• _WORK INSTRUCTIONS_
Print the records below word for word, but leave out the pictures.

====== DATA FOR THIS TASK ======

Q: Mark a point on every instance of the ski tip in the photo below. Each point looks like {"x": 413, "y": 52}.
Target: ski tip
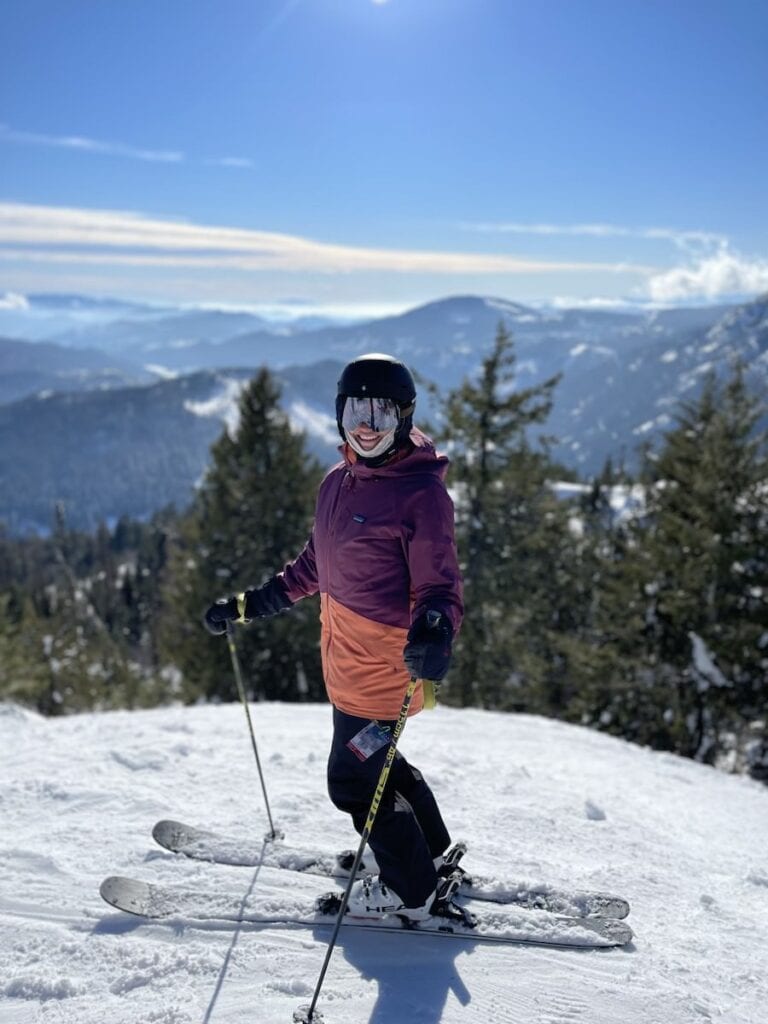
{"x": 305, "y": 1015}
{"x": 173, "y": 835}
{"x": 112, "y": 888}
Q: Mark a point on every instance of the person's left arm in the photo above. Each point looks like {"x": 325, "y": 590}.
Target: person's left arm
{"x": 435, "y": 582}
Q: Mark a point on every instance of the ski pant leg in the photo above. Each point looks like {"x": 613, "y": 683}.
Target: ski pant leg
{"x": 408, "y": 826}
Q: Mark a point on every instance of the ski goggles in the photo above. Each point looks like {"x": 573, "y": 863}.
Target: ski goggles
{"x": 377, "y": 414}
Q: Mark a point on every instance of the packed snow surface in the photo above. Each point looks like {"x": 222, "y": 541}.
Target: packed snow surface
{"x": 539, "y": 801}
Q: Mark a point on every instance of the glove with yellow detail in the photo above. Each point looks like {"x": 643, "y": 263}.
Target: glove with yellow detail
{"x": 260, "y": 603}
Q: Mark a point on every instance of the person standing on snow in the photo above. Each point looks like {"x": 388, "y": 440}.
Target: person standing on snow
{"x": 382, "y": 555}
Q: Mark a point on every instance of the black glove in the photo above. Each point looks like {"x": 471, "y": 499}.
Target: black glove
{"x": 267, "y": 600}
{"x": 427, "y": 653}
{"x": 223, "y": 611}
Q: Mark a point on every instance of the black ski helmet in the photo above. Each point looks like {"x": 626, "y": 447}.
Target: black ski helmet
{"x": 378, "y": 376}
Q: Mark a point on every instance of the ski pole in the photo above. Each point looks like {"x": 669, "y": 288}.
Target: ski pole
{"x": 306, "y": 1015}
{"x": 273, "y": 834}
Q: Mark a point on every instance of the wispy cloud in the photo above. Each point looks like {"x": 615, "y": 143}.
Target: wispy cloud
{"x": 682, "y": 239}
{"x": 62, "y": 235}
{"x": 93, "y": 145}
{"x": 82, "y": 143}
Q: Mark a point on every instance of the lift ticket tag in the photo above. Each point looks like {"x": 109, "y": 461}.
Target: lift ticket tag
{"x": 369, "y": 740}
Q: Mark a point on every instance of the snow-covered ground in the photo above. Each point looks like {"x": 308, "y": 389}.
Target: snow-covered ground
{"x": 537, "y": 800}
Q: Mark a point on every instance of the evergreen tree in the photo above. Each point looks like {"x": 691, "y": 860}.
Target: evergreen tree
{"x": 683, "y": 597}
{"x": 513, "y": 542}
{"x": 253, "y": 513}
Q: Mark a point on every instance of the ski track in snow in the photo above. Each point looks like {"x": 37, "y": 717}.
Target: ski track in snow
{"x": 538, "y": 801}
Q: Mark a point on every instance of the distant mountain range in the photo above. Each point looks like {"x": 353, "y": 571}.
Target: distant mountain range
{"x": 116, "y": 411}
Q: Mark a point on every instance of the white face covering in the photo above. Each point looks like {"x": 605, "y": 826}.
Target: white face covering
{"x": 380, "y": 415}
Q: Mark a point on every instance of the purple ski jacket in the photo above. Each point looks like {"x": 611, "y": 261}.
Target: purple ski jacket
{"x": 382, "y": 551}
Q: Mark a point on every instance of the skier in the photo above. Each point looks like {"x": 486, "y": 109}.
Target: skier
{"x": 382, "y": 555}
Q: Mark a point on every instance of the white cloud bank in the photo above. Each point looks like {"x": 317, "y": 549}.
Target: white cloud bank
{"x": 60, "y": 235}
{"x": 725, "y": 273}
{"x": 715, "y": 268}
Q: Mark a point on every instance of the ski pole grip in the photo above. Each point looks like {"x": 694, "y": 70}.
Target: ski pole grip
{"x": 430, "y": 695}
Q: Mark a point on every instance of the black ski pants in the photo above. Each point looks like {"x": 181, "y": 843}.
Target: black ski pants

======

• _SOLUTION TO THIS EXERCISE_
Q: Mark a point on every instance of the ski tip in the photo below. Each point looks like {"x": 413, "y": 52}.
Target: ski tip
{"x": 305, "y": 1015}
{"x": 173, "y": 835}
{"x": 112, "y": 888}
Q: Mark a point on every instance of the person's left arm in the photo above. Each point looks like {"x": 325, "y": 590}.
Target: person's left arm
{"x": 435, "y": 582}
Q: Mark a point on every instance of the ski pant leg in the photo above. Each point looks like {"x": 613, "y": 683}.
Target: ski pant leg
{"x": 408, "y": 826}
Q: Mark a point on every instance of the ski goggles in the photo above. Each point looks like {"x": 573, "y": 863}.
Target: ski goggles
{"x": 377, "y": 414}
Q: Mark a point on every instance of the packed snow surface in the photo above. Each point looks like {"x": 222, "y": 541}.
Target: packed snow surface
{"x": 539, "y": 801}
Q: Mark a point on every instance of the glove with yellow detail in the photo above. Each point looks like {"x": 643, "y": 263}.
Target: glove with yellow detail
{"x": 260, "y": 603}
Q: Mark a point on every instance of the person standing on snow in the photo above. Each point looks like {"x": 388, "y": 440}.
Target: person standing on snow
{"x": 382, "y": 555}
Q: Mark a point on every instance of the black glove in the photo above. Each point looks like {"x": 471, "y": 499}.
Target: black glove
{"x": 267, "y": 600}
{"x": 427, "y": 653}
{"x": 223, "y": 611}
Q: Mark a point on every instance of the black ski helmet in the photo above. Each point looks like {"x": 626, "y": 447}.
Target: black ski helmet
{"x": 378, "y": 376}
Q: Mark a point on every instance of the ski pole in the photo above. Each point looks like {"x": 669, "y": 288}.
Target: ski pole
{"x": 306, "y": 1015}
{"x": 273, "y": 834}
Q: Mark a point on every instance of the wispy cloud in the photo above. Each point looks like {"x": 615, "y": 143}.
Target: wispy cloud
{"x": 682, "y": 239}
{"x": 62, "y": 235}
{"x": 93, "y": 145}
{"x": 82, "y": 143}
Q: Mark a point on every instance of the lift ticket tag in the photo above. Each point looks like {"x": 109, "y": 461}.
Target: lift ticket tag
{"x": 369, "y": 740}
Q: Mark a point on every instance of the snow-covered ground in the photo above. Each point looks like {"x": 308, "y": 389}.
Target: snow-covered ground
{"x": 537, "y": 800}
Q: Mark a point on every instance of the evergreen tree in the photo above. Each point looks like {"x": 691, "y": 860}.
Target: evergreen tree
{"x": 683, "y": 597}
{"x": 513, "y": 542}
{"x": 253, "y": 513}
Q: Mark a point on every instance of the ski track in snow in the photo above. Each point looks like {"x": 37, "y": 717}.
Target: ski track in snow
{"x": 538, "y": 801}
Q: Mark a point on every instance of the distant mountain range in the photo above. Each point looks like {"x": 353, "y": 571}.
Target: distant mountain range
{"x": 116, "y": 411}
Q: Mark a point on every instance of the white face covering in the photo above. Each point looks like {"x": 605, "y": 826}.
Target: white face covering
{"x": 380, "y": 415}
Q: Mark a point on every instance of the purple ski jacket in the photo above. Each point looks like {"x": 611, "y": 261}.
Target: purple ski jacket
{"x": 382, "y": 551}
Q: Mark a point on every instance of the skier in the photo above. Each point looks like {"x": 486, "y": 109}.
Target: skier
{"x": 382, "y": 555}
Q: Mark a point on every instance of the white cloud bank in the photo above. Each point looks like {"x": 317, "y": 549}.
Target: white cloud bank
{"x": 60, "y": 235}
{"x": 725, "y": 273}
{"x": 715, "y": 268}
Q: Mark a point on every instance of the ski pole grip in the photo above. Each point looks like {"x": 694, "y": 70}.
Target: ski pole grip
{"x": 430, "y": 695}
Q: Mark a point on every instance of the black ski pants in the photo above. Each point looks like {"x": 181, "y": 843}.
Target: black ski pants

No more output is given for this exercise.